BEGIN Information shown
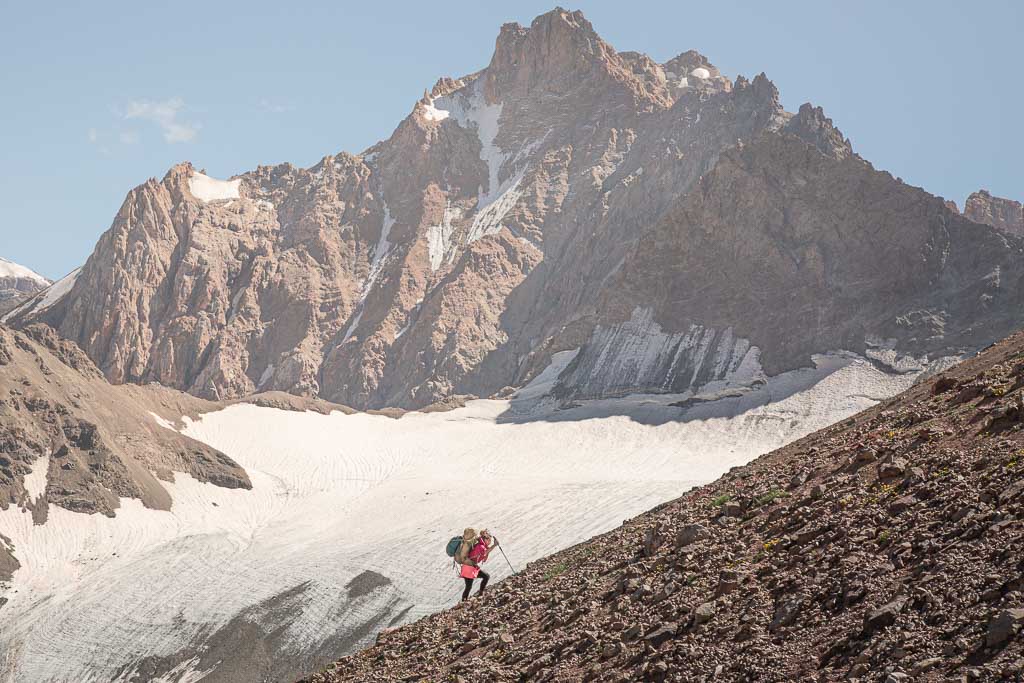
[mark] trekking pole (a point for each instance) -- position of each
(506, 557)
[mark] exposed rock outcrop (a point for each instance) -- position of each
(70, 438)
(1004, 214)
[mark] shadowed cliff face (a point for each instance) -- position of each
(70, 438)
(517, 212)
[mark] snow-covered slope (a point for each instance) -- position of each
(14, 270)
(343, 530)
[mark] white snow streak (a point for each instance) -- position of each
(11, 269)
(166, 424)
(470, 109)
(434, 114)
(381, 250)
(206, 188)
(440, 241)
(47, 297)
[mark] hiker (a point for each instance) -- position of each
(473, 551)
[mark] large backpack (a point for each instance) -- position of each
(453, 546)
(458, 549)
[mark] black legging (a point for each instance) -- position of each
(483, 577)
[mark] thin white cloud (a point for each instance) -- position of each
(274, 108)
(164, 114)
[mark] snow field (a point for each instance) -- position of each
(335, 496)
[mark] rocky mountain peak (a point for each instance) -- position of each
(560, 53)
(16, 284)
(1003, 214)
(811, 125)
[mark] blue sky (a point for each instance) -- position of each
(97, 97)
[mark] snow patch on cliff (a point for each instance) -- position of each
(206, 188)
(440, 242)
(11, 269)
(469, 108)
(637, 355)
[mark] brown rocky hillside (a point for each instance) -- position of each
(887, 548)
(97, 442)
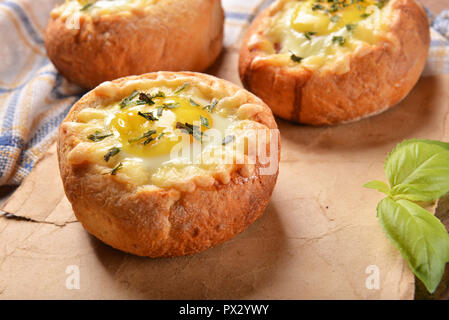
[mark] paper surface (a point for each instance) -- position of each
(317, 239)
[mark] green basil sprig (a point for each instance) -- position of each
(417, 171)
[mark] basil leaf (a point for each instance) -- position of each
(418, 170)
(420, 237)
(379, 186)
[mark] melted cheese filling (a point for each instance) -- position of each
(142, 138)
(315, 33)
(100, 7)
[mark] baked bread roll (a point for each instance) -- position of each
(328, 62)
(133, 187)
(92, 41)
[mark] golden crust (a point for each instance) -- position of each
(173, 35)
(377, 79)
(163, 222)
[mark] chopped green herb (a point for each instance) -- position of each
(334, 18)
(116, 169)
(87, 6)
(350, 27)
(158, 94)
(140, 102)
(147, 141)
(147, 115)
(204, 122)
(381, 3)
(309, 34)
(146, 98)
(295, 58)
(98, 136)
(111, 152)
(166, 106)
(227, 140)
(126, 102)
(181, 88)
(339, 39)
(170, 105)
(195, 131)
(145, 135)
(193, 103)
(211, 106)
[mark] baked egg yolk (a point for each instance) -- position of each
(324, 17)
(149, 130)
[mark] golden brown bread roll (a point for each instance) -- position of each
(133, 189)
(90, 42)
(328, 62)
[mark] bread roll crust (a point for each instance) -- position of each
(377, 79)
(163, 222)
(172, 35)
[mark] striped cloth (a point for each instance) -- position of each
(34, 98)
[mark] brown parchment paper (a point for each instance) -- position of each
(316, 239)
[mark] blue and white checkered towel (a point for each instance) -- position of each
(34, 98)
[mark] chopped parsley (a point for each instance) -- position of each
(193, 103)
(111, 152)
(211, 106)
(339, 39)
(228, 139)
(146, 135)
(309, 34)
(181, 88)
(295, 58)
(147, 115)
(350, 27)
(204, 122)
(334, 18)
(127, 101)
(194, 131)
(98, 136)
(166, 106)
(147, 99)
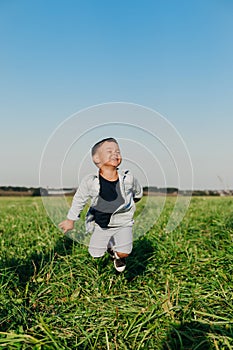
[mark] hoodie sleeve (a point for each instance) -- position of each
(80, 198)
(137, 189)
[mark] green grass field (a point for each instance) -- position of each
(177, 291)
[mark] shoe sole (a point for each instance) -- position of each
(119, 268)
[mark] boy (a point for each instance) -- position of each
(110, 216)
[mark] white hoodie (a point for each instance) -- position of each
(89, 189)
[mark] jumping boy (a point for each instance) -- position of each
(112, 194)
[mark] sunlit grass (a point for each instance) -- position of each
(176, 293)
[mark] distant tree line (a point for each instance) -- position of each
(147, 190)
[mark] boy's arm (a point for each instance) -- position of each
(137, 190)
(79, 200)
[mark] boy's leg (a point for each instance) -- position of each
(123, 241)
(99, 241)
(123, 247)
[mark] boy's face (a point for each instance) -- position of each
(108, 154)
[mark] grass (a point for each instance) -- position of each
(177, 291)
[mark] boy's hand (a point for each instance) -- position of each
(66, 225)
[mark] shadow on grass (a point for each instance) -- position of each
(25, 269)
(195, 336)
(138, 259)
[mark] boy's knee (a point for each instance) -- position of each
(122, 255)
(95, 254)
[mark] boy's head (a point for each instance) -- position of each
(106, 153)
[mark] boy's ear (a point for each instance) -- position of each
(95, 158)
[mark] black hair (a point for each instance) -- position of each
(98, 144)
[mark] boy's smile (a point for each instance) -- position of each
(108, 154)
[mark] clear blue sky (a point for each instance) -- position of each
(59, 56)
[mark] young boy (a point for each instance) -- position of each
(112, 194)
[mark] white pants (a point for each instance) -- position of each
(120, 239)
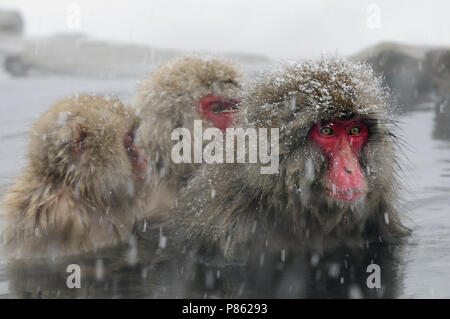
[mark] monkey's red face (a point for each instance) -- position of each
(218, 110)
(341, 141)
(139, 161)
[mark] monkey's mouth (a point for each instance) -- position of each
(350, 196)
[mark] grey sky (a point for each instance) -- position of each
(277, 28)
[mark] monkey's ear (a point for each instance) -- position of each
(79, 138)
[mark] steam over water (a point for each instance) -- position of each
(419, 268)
END Information shown
BEGIN Information shown
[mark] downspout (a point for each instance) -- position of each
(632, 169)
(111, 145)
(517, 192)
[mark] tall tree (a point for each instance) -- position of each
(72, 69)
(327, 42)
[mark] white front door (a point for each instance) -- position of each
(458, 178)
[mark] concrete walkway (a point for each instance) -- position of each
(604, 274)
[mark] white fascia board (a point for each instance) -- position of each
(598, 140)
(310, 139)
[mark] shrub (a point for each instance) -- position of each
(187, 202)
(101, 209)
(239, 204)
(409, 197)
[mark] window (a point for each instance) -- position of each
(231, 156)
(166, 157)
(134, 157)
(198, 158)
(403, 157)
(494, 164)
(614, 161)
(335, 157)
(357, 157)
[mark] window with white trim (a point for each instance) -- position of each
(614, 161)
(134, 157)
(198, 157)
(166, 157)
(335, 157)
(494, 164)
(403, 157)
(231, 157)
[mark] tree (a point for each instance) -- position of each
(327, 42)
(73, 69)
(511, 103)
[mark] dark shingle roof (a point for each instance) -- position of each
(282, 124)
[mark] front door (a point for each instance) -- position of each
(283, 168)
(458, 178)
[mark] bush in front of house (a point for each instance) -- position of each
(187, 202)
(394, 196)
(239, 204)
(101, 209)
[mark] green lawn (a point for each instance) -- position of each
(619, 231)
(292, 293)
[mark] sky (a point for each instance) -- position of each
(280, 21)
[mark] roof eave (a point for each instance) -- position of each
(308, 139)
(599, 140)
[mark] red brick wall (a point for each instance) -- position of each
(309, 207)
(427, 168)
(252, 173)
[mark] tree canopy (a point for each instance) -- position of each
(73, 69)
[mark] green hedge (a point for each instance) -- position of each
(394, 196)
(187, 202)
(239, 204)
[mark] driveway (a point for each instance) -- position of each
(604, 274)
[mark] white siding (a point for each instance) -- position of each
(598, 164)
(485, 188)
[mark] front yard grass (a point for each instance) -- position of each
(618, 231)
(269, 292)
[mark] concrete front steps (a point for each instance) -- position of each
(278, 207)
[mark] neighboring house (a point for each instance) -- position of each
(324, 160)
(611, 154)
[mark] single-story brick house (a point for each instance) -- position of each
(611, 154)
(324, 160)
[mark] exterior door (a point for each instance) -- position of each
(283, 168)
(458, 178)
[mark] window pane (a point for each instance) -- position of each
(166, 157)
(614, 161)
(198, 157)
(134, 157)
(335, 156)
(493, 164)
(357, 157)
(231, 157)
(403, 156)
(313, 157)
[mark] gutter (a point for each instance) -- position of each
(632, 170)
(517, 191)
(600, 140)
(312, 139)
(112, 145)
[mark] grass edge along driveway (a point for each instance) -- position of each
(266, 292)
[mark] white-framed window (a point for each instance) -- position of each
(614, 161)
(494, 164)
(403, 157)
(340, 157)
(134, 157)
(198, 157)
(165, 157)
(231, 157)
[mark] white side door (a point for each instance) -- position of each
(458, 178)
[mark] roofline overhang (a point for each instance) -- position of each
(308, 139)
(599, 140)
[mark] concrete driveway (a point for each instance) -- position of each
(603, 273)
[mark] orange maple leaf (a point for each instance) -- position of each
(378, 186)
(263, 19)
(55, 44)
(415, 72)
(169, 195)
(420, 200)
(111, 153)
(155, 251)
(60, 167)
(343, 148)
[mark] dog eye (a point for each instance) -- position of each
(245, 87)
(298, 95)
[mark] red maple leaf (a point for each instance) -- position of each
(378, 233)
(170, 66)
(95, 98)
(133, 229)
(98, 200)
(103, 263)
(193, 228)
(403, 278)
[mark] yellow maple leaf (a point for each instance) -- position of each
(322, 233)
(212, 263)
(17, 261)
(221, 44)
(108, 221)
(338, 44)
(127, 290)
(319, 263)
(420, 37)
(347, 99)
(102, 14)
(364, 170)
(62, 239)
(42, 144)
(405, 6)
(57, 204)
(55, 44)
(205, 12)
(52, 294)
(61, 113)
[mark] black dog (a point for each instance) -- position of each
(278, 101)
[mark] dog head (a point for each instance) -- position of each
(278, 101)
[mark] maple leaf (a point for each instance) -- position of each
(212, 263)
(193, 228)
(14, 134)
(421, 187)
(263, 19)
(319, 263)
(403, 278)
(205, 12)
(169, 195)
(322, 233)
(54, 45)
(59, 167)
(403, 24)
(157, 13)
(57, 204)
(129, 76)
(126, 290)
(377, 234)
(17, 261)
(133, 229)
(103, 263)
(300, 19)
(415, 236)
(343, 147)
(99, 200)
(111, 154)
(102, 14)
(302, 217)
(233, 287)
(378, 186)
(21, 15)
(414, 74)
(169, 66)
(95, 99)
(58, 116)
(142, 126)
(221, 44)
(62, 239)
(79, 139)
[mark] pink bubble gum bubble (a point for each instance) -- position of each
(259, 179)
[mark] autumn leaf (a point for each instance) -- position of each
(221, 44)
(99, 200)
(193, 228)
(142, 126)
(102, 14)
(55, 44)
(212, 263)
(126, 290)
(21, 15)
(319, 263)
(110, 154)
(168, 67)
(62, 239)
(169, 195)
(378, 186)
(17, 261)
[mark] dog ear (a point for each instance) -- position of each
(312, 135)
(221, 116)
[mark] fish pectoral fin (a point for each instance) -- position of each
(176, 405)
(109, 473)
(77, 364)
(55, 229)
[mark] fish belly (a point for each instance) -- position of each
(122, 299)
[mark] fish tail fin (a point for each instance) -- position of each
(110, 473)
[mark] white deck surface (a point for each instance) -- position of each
END Information shown
BEGIN Information shown
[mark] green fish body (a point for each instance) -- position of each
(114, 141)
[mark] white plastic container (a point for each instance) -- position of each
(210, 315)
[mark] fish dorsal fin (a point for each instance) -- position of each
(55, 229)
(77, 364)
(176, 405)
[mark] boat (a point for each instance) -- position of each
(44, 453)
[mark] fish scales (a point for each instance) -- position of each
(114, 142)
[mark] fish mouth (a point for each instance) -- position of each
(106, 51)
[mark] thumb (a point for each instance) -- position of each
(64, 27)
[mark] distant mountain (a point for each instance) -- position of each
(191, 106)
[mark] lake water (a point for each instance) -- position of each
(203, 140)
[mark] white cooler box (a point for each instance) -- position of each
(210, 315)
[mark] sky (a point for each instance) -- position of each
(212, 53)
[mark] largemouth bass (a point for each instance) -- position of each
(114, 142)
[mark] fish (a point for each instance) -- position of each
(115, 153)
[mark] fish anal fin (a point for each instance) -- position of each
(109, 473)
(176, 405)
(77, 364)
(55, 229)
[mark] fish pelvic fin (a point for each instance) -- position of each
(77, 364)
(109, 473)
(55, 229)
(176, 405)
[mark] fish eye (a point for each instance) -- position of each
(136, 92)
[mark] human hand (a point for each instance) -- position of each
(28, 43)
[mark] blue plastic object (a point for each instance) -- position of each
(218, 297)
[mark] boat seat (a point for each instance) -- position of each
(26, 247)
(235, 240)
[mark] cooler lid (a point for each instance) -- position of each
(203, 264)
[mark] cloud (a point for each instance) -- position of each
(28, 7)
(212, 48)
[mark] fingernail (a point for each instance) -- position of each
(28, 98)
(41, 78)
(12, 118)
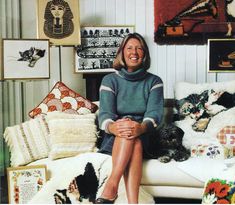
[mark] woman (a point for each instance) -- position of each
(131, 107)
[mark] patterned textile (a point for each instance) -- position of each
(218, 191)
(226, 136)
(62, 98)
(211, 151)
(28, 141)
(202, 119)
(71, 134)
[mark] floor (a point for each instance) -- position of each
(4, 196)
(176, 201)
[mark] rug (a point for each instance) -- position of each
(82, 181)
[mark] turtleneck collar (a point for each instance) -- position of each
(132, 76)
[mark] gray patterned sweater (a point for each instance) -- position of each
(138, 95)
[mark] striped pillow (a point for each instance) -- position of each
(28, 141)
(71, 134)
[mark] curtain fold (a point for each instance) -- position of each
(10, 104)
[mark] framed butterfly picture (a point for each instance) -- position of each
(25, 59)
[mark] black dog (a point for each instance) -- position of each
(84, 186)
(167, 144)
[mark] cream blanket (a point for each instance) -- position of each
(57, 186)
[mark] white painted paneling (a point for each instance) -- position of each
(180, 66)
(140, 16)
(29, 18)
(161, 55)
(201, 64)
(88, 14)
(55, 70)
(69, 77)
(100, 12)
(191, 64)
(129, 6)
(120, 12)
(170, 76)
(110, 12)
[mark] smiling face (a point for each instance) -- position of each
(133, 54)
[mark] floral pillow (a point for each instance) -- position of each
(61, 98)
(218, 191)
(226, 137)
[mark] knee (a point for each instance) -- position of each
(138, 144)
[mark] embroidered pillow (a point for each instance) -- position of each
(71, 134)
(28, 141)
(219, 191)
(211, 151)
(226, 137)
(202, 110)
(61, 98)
END Information shown
Gather every line above that contains the word "boat". Case counts.

[mark] boat (a point for each instance) -- position of each
[mark] boat seat (a point for each instance) -- position of each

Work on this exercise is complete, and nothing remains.